*Written request*. Present every line of the entries below as a Markdown table with two columns, Row and Line: number each line in Row and put its text in Line, skipping blank lines.

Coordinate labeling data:

◆ ◆ ◆ ◆ ◆

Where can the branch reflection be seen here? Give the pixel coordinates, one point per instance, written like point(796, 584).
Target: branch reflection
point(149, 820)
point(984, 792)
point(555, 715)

◆ ◆ ◆ ◆ ◆

*Finished task*.
| Row | Line |
|---|---|
| 1 | Where can the branch reflection be seen here? Give the pixel coordinates, one point per instance, written like point(796, 584). |
| 2 | Target: branch reflection |
| 3 | point(149, 820) |
| 4 | point(984, 792) |
| 5 | point(555, 715) |